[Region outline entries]
|---|
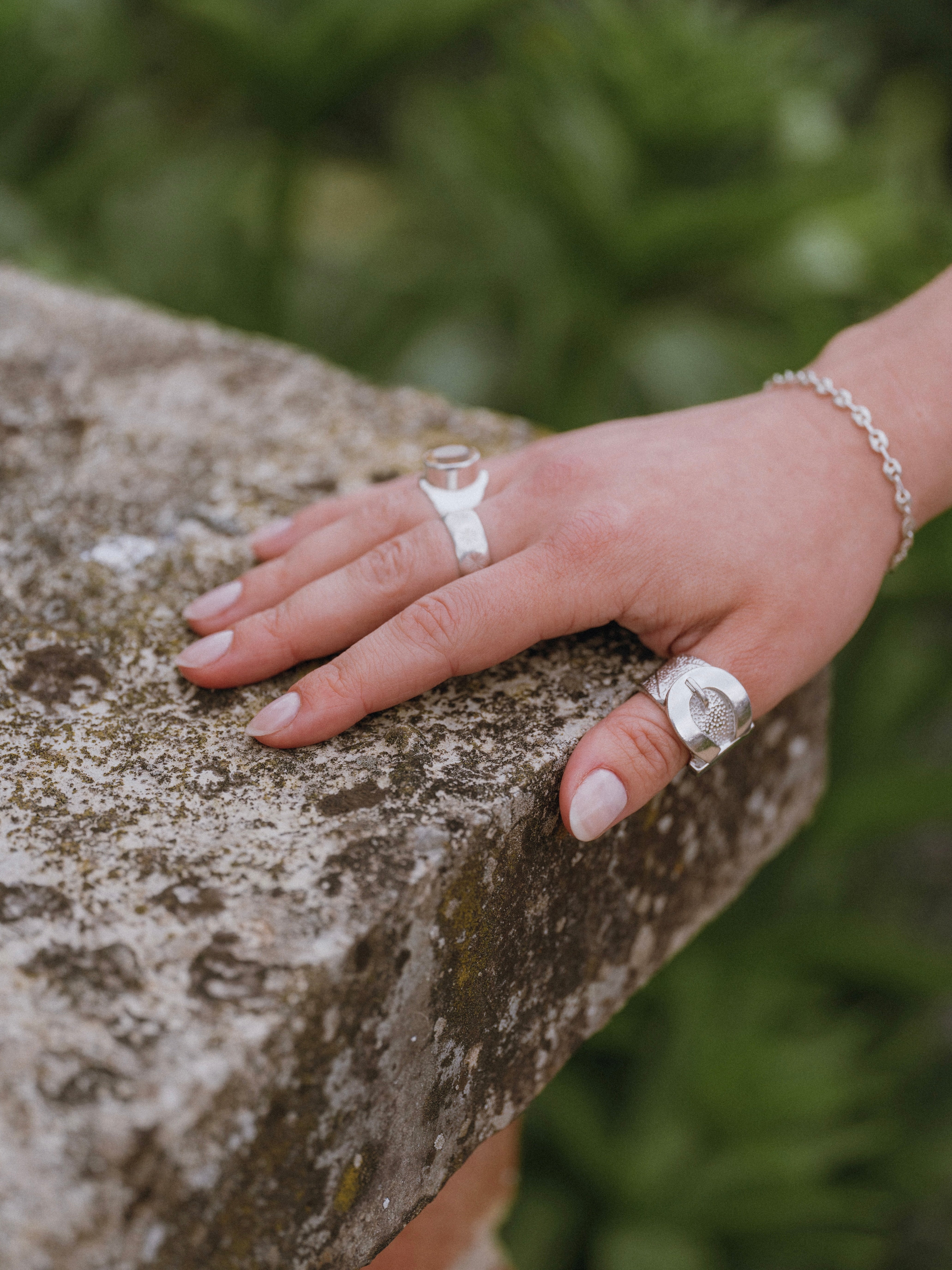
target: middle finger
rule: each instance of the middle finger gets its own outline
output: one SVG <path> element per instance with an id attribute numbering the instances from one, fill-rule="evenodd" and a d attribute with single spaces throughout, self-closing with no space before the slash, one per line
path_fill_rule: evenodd
<path id="1" fill-rule="evenodd" d="M 423 495 L 421 495 L 423 497 Z M 527 530 L 500 495 L 480 505 L 494 558 L 522 550 Z M 531 533 L 528 536 L 532 536 Z M 459 575 L 442 521 L 428 519 L 374 546 L 326 577 L 296 588 L 273 607 L 227 631 L 190 644 L 178 658 L 182 673 L 202 687 L 267 679 L 311 658 L 327 657 L 376 630 L 415 599 Z"/>

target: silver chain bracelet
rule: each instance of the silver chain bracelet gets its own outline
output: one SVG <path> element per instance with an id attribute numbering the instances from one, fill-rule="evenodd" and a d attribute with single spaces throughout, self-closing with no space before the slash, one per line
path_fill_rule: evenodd
<path id="1" fill-rule="evenodd" d="M 838 389 L 833 380 L 820 378 L 814 371 L 784 371 L 783 375 L 774 375 L 764 384 L 764 389 L 783 387 L 787 384 L 802 384 L 805 389 L 814 389 L 817 396 L 828 396 L 840 410 L 849 410 L 857 428 L 866 431 L 869 448 L 882 456 L 882 475 L 895 488 L 892 502 L 902 518 L 899 547 L 890 563 L 890 570 L 896 569 L 909 555 L 915 536 L 915 521 L 913 519 L 913 495 L 902 484 L 902 467 L 897 458 L 889 452 L 890 438 L 881 428 L 873 428 L 872 414 L 864 405 L 857 405 L 852 394 L 847 389 Z"/>

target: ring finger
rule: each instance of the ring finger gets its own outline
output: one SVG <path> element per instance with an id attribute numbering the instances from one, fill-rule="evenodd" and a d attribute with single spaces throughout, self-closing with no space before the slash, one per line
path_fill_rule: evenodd
<path id="1" fill-rule="evenodd" d="M 524 546 L 524 533 L 509 502 L 500 497 L 480 507 L 496 559 Z M 267 679 L 298 662 L 354 644 L 458 575 L 446 526 L 428 519 L 376 544 L 333 573 L 293 588 L 279 603 L 197 640 L 179 654 L 176 665 L 202 687 Z"/>
<path id="2" fill-rule="evenodd" d="M 199 596 L 187 606 L 183 616 L 199 635 L 225 630 L 335 573 L 378 544 L 426 522 L 439 523 L 432 503 L 416 484 L 388 490 L 308 533 L 284 555 Z"/>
|---|
### [Directions for this task]
Write out all the records again, switching every "outline" to "polygon" and keeping everything else unchanged. Omit the pictures.

### [Solution to this exercise]
target: middle finger
rule: each instance of the middle finger gets its own polygon
output: one SVG <path> element per instance with an id attribute numbering the instances from one, fill-rule="evenodd" and a d attribute with single spaces throughout, self-closing with no space before the slash, one per line
path_fill_rule: evenodd
<path id="1" fill-rule="evenodd" d="M 423 495 L 421 495 L 423 497 Z M 527 530 L 500 495 L 480 505 L 494 558 L 522 550 Z M 531 533 L 528 536 L 532 536 Z M 459 575 L 442 521 L 428 519 L 374 546 L 326 577 L 296 588 L 273 607 L 227 631 L 190 644 L 178 658 L 182 673 L 202 687 L 267 679 L 311 658 L 327 657 L 376 630 L 415 599 Z"/>

target: silver chain bracelet
rule: each instance of the silver chain bracelet gets its own polygon
output: one SVG <path> element per instance with an id attribute numbering the instances from one, fill-rule="evenodd" and a d attribute with single spaces throughout, self-closing with no space before the slash, one per line
path_fill_rule: evenodd
<path id="1" fill-rule="evenodd" d="M 838 389 L 833 380 L 820 378 L 814 371 L 784 371 L 783 375 L 774 375 L 764 384 L 764 389 L 783 387 L 787 384 L 802 384 L 805 389 L 814 389 L 817 396 L 828 396 L 840 410 L 849 410 L 857 428 L 866 431 L 869 448 L 882 456 L 882 475 L 895 488 L 892 502 L 902 518 L 899 547 L 890 563 L 890 570 L 896 569 L 909 555 L 915 536 L 915 521 L 913 519 L 913 495 L 902 484 L 902 467 L 897 458 L 889 452 L 890 438 L 881 428 L 873 428 L 872 414 L 864 405 L 857 405 L 852 394 L 847 389 Z"/>

target: ring finger
rule: each instance of the ring finger gets its own polygon
output: one SVG <path> element per instance with an id attribute numbering the instances from one, fill-rule="evenodd" and a d attribute with single spaces throughout, self-closing with no space before the slash, one per line
path_fill_rule: evenodd
<path id="1" fill-rule="evenodd" d="M 524 546 L 524 533 L 509 502 L 500 497 L 480 507 L 496 559 Z M 267 679 L 298 662 L 354 644 L 458 575 L 446 526 L 428 519 L 376 544 L 333 573 L 293 588 L 279 603 L 197 640 L 179 654 L 176 665 L 202 687 Z"/>
<path id="2" fill-rule="evenodd" d="M 199 596 L 187 606 L 183 616 L 199 635 L 225 630 L 335 573 L 378 544 L 426 522 L 439 523 L 432 503 L 416 484 L 388 490 L 308 533 L 284 555 Z"/>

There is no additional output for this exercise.